Exercise instructions: Below are some records. Copy every line in them that holds "Find".

Dataset records:
───

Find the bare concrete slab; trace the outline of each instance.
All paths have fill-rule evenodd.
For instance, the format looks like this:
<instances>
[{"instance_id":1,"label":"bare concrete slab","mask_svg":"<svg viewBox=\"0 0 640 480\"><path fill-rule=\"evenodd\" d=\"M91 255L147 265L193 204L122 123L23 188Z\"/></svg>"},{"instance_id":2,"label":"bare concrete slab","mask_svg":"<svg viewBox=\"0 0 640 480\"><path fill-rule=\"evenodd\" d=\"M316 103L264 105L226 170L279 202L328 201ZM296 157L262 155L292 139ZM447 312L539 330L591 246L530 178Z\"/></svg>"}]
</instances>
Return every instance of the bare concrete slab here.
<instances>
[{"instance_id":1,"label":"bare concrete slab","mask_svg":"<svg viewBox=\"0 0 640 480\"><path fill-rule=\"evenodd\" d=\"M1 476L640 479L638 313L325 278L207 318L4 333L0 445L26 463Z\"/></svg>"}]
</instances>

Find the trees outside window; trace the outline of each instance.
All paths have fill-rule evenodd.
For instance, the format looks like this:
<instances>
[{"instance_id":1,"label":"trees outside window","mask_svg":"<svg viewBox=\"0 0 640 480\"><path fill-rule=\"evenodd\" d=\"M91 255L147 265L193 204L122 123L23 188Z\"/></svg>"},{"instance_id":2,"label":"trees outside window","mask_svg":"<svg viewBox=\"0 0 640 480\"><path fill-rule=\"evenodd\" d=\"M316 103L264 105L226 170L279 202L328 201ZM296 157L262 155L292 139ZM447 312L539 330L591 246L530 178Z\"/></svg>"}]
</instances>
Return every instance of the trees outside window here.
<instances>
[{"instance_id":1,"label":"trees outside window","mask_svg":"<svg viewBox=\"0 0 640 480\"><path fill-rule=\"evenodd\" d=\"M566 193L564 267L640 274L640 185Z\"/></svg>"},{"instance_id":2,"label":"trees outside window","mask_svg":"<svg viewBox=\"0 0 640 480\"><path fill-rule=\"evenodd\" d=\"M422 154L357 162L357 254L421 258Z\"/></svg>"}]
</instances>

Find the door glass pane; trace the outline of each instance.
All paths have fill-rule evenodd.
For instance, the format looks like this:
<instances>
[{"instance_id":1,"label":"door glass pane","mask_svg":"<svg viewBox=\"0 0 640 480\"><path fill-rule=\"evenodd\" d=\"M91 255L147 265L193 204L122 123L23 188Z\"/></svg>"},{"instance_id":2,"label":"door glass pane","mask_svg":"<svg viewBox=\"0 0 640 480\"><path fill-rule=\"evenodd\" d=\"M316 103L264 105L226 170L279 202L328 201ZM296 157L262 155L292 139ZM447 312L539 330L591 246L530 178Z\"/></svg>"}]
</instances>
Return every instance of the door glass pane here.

───

Task answer:
Find the bare concrete slab; trace the outline of each instance.
Find the trees outside window; trace the outline of each instance.
Find the door glass pane; trace the outline of each instance.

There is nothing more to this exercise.